# Requirements
Reproduce the data below word for word, including every line.

Start Excerpted records

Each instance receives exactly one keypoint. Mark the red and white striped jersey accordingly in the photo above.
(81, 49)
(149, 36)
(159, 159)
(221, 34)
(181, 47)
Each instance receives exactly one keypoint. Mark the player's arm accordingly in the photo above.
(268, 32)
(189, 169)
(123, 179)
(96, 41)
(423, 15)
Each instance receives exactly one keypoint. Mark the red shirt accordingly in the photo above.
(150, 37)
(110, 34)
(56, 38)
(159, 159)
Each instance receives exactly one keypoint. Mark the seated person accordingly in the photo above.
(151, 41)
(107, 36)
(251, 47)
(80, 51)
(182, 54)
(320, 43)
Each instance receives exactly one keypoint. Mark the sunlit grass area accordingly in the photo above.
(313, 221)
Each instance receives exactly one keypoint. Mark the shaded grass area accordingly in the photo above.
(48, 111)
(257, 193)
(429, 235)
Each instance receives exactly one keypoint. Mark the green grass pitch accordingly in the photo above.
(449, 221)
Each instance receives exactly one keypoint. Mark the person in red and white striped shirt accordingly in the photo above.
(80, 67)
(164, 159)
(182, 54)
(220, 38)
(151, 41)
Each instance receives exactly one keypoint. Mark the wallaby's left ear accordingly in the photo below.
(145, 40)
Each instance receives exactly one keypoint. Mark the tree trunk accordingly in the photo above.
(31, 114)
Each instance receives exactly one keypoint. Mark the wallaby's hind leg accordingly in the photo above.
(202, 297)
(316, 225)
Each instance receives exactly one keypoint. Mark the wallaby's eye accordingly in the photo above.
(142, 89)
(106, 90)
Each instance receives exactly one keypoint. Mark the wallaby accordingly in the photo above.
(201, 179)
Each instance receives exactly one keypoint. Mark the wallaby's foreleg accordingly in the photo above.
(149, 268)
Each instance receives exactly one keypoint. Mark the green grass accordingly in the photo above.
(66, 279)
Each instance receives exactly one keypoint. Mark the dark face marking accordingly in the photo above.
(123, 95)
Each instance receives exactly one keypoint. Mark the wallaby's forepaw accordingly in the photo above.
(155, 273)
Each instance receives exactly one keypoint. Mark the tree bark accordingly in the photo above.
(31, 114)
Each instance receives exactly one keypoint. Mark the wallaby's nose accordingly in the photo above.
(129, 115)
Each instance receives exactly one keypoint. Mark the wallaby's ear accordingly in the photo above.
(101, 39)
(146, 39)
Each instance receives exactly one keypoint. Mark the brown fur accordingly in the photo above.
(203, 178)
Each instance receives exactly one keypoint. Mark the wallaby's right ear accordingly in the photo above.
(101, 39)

End Excerpted records

# Exercise solution
Each instance receives exactly one keypoint. Mark the red and white striped jersey accordingly in the photo above.
(81, 49)
(149, 36)
(159, 159)
(221, 34)
(181, 47)
Each instance receives exactly one keypoint. Mark the player's arm accordingly in the photo above.
(268, 32)
(189, 169)
(123, 179)
(96, 41)
(423, 15)
Each instance receives exactly one keypoint. Mark the red shirt accordingly in the photo above.
(150, 37)
(110, 34)
(56, 38)
(159, 159)
Each instance receives exactly one keypoint. Mark the seated person accordingly in the photo above.
(151, 41)
(107, 36)
(251, 47)
(80, 51)
(182, 54)
(320, 43)
Each instance receives exactly one keypoint. Mark the sunlit grass area accordingly in the photo above.
(313, 221)
Each instance receives exactly one keypoint. Mark the shaded grass area accordingly in the photo above.
(48, 111)
(257, 193)
(429, 235)
Each instance receives exactly one keypoint. Mark the green grass pitch accordingly in the photo above.
(449, 221)
Each instance receives exactly one keypoint. Mark the person in red and white striped shirt accordingly in the photo above.
(80, 67)
(164, 159)
(182, 54)
(220, 38)
(151, 41)
Each instance receives exactly one keypoint. Mark the wallaby's left ear accordingly in the photo below.
(145, 40)
Each instance receives exactly one keypoint. Mark the tree trunk accordingly in the photo above.
(31, 114)
Each instance receives exactly one keypoint. Mark the wallaby's hind leg accordingly in the photo above.
(202, 297)
(316, 225)
Each instance receives exactly one keypoint. Mark the wallaby's eye accordingly in the photo above.
(142, 89)
(106, 90)
Each instance receives exactly one keypoint. Mark the wallaby accordingly in the photo above.
(201, 179)
Each instance receives exactly one keypoint. Mark the wallaby's foreleg accordingly in the photo above.
(149, 268)
Each instance receives exactly one keypoint. Mark the green grass accordingly in the photo above.
(66, 279)
Each instance receives exactly one keypoint. Mark the dark face marking accordingly in the photo above.
(123, 95)
Each instance receives exactly one keypoint. Mark the wallaby's forepaw accordingly in the photo above.
(155, 273)
Each instance receives exactly one keypoint. Mark the tree bark accordingly in the photo above.
(31, 114)
Each instance receives exactly one keypoint. Mark the wallaby's nose accordingly in the photo above.
(129, 115)
Each instance receives exactly one keypoint. Mark the wallaby's ear accordingly in the photo above.
(101, 39)
(146, 39)
Each instance receives exactly one keypoint. Mark the brown fur accordingly in the photo above.
(203, 178)
Each instance receives exactly one keypoint. Mark the wallaby's right ear accordingly in the photo above.
(101, 39)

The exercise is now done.